*Excerpt to read*.
· · · · ·
The brutal truth for every founder chasing the next big consumer app? Mark Pincus, the mind behind Zynga, put it plainly on Lenny's Podcast: “The average app installs per user per month is zero.” Let that sink in. Zero. Not small, not hard, but effectively non-existent for your average user.

Pincus isn't just dropping stats to be a downer. He's laying bare the current consumer product battleground, especially as AI looms large. Everyone's asking if AI will be a new platform. His answer is sharp: “AI is not yet a new platform. It is an important technology.” Big difference. It's a powerful tool, sure, but it won't magically solve your biggest problem: getting users. Forget hoping for viral spread or word-of-mouth. As Pincus puts it, “that's hope strategy, not a belief strategy.”

So, what’s a founder to do when the distribution well has run dry, and your shiny new tech isn't an instant on-ramp? Pincus offers a few paths worth digging into.

Key Takeaways

  • AI is a technology, not a distribution platform. Don't expect large language models or other AI breakthroughs to automatically get your product in front of users.
  • Average monthly app installs per user is zero. The traditional hope for organic, viral consumer app growth is largely dead in today's saturated market.
  • Distribution must be a core product strategy, not an afterthought. From day one, your plan to acquire users needs to be as developed as your product features.
  • Explore "prosumer" models or services based on "free tokens." Pincus sees opportunity in products that leverage rapidly decreasing AI compute costs to offer previously uneconomical services.
  • Think 'agentic travel agent': Build services that deliver immense value by performing complex tasks for users, like a fully autonomous, personalized travel planner, enabled by cheap AI.

The Method: Build Distribution Into Your Product

Pincus doesn't mince words: you cannot build a consumer product today and then think about distribution. It's too late. The market is too crowded, and user acquisition costs are too high on traditional mobile and web channels. He argues your product's design must intrinsically link to how it gets into users' hands.

First, acknowledge the bleak reality: "The average app installs per user per month is zero." This means the classic consumer app playbook — build something cool, then market it — is broken. Pincus insists, “Distribution has to be part of your product and part of baked into the strategy deeply and and proven from the beginning.” This isn't about marketing tactics. It's about designing a product that solves the distribution problem through its very nature.

Where Pincus sees real opportunity is in what he calls "free tokens" – essentially, leveraging the rapidly decreasing cost of AI compute. Imagine if performing complex, agentic tasks for users became incredibly cheap. Suddenly, services that were once uneconomical become viable. He suggests building services that "re-imagine consumer services based on free tokens," calling it “such an interesting innovation zone.” His specific example? An "agentic travel agent." Today, a human travel agent is too expensive for most people's casual needs. But an AI-powered one, that could flawlessly handle complex bookings, personalize experiences, and adapt on the fly, for a fraction of the cost? “I think there should be an agentic travel agent,” Pincus states, identifying it as a place with "latent demand" previously constrained by economics. This isn't just about AI improving existing services; it's about making entirely new, valuable services possible by changing the cost structure.
· · · · ·
*Dataset*.
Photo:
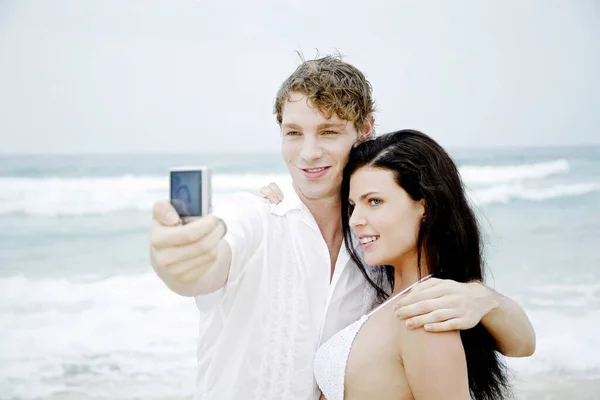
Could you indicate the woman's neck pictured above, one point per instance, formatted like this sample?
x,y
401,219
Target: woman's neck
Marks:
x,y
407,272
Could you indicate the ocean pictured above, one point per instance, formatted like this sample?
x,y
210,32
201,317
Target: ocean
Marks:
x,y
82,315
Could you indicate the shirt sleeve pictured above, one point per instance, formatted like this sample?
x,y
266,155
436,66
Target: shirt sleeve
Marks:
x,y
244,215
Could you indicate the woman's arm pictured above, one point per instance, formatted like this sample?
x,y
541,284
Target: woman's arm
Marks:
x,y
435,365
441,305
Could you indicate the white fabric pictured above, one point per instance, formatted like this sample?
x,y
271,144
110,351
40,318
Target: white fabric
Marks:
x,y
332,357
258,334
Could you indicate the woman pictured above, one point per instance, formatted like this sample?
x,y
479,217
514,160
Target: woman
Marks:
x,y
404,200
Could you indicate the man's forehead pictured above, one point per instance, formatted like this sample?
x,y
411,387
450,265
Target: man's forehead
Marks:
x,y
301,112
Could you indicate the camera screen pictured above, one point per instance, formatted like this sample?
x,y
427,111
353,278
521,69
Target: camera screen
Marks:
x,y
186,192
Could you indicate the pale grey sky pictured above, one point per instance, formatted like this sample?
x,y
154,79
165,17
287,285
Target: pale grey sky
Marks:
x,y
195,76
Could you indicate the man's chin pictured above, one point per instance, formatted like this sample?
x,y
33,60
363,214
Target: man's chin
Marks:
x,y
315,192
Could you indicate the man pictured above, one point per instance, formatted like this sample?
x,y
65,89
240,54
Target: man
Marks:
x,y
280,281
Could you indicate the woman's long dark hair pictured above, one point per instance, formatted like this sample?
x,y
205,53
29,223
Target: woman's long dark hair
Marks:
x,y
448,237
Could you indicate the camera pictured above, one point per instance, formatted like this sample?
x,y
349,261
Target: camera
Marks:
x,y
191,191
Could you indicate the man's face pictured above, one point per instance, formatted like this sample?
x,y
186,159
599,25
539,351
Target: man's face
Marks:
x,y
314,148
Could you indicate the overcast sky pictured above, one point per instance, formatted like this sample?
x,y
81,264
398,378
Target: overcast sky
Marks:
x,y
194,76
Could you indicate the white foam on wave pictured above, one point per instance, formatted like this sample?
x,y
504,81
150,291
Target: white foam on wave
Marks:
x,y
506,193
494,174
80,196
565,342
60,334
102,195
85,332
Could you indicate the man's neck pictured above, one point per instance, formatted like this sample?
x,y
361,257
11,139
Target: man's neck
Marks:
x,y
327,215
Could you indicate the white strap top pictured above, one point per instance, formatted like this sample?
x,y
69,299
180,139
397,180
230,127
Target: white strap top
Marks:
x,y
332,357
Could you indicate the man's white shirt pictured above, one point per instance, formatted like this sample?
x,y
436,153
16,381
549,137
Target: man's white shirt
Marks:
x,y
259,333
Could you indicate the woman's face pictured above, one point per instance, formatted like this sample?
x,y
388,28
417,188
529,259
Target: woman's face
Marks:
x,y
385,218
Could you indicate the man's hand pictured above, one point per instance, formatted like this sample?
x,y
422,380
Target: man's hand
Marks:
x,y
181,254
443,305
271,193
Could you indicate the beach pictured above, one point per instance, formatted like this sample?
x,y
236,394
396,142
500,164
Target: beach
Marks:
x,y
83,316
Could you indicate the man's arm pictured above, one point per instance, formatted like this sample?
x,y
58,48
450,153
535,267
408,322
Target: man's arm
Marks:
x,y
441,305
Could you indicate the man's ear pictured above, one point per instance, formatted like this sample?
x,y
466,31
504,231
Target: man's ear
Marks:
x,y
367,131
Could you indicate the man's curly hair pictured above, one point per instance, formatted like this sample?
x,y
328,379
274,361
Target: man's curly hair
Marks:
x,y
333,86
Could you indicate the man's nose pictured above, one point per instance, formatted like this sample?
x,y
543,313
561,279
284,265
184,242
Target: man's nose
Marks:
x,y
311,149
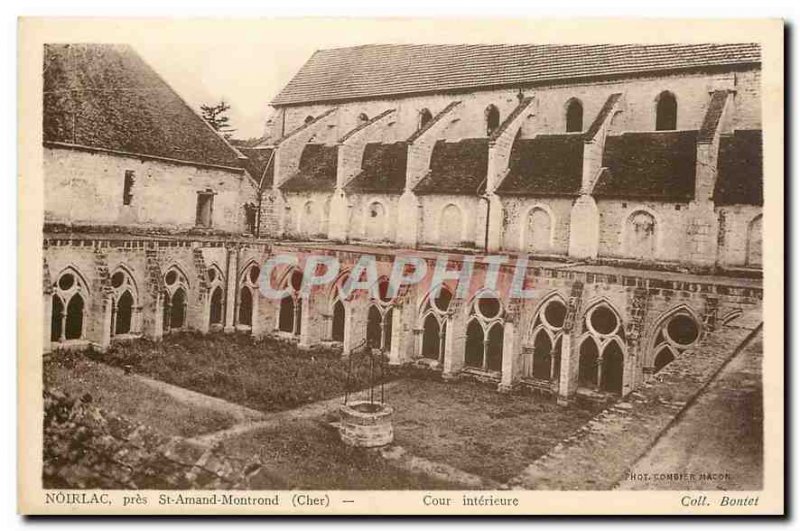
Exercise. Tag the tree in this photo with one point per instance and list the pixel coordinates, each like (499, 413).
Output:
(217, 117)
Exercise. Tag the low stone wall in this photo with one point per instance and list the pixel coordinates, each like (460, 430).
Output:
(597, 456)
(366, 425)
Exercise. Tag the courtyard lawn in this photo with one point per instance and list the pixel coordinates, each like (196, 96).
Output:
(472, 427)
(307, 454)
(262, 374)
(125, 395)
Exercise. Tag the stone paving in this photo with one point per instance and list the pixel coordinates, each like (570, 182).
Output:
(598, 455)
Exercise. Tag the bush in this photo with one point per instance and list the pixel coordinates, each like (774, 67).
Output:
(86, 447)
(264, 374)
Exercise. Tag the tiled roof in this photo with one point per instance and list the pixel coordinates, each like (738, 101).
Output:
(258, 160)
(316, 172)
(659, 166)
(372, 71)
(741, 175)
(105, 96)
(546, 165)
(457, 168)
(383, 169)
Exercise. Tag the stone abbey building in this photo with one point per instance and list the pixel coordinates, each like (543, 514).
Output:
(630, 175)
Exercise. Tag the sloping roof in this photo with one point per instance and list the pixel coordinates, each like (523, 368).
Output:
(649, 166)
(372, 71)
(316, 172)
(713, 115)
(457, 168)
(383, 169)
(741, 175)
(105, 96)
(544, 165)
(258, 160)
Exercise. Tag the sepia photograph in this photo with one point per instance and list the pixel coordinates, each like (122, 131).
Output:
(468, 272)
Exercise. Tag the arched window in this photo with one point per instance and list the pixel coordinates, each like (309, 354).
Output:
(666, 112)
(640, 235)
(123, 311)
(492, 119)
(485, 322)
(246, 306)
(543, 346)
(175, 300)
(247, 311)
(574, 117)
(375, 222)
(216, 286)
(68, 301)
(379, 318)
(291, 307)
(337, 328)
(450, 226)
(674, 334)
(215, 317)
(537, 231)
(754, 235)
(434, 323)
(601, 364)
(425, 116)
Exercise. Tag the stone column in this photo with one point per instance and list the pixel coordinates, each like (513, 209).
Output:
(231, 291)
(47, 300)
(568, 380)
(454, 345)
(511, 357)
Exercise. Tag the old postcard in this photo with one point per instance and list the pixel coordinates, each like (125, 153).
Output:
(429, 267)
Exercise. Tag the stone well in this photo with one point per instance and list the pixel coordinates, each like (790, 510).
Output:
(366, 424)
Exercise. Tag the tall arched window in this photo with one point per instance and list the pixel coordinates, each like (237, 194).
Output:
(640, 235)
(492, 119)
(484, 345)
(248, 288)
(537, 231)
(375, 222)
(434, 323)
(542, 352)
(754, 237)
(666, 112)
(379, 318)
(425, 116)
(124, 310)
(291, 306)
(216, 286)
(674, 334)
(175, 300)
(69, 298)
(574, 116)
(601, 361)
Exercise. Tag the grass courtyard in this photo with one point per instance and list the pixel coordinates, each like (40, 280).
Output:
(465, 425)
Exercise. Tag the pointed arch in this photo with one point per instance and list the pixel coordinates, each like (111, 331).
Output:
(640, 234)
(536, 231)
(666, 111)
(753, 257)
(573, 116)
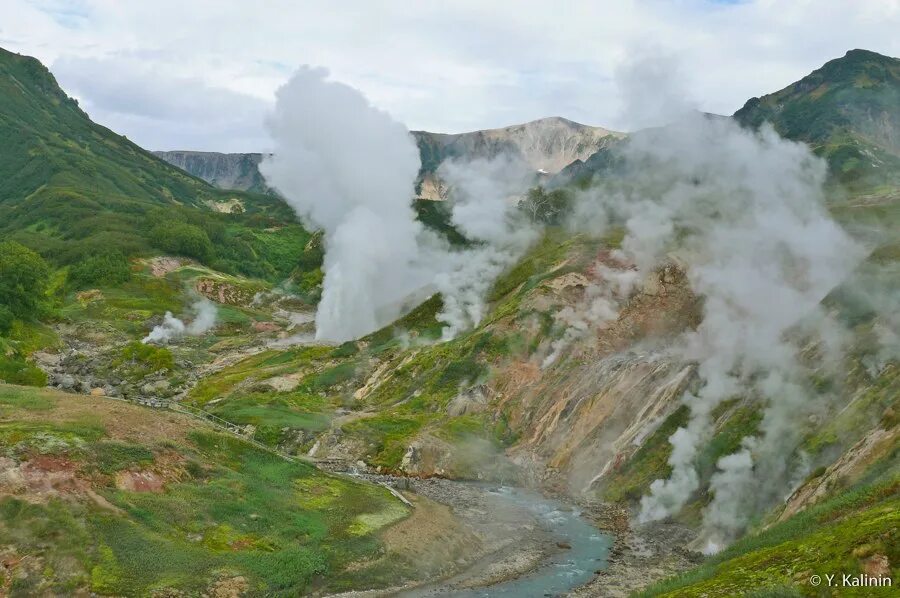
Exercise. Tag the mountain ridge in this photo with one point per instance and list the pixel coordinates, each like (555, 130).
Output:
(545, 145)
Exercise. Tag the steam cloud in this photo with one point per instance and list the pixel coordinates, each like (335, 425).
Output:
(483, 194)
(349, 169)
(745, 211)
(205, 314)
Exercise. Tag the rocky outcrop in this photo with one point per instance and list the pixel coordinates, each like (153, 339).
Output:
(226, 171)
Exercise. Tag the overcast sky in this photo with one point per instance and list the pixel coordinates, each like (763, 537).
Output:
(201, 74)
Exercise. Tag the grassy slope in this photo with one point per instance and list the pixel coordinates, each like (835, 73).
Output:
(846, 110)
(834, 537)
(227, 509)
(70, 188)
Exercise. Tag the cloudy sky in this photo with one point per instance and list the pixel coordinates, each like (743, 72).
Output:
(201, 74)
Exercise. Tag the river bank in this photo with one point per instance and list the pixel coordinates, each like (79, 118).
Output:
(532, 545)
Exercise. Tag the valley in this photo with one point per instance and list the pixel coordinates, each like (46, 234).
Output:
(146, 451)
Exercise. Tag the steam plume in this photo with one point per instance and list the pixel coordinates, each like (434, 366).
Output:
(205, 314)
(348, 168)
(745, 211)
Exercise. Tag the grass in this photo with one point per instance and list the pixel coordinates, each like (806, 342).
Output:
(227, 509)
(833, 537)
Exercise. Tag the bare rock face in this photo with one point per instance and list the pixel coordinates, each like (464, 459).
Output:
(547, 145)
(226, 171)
· · · · ·
*Tasks to carry out*.
a - Copy from the Pincus article the stretch from "Pincus isn't just" through "worth digging into.".
b - Using the Pincus article, decide whether each statement agrees with it, answering yes or no and quoting the deciding words: (i) Pincus calls AI a new platform already. (ii) The article says a human travel agent costs too much for most people's casual needs. (iii) Pincus made his remarks on Lenny's Podcast.
c - According to the Pincus article, why is it too late to build a consumer product first and plan for distribution afterward?
You can set aside the lines above.

*Answers for each item*.
a -
Pincus isn't just dropping stats to be a downer. He's laying bare the current consumer product battleground, especially as AI looms large. Everyone's asking if AI will be a new platform. His answer is sharp: “AI is not yet a new platform. It is an important technology.” Big difference. It's a powerful tool, sure, but it won't magically solve your biggest problem: getting users. Forget hoping for viral spread or word-of-mouth. As Pincus puts it, “that's hope strategy, not a belief strategy.”

So, what’s a founder to do when the distribution well has run dry, and your shiny new tech isn't an instant on-ramp? Pincus offers a few paths worth digging into.

b -
(i) No: "AI is not yet a new platform. It is an important technology."
(ii) Yes: "Today, a human travel agent is too expensive for most people's casual needs."
(iii) Yes: "Mark Pincus, the mind behind Zynga, put it plainly on Lenny's Podcast"

c - The market is too crowded, and user acquisition costs are too high on traditional mobile and web channels. Pincus therefore argues that a product's design must be intrinsically linked to how it reaches users.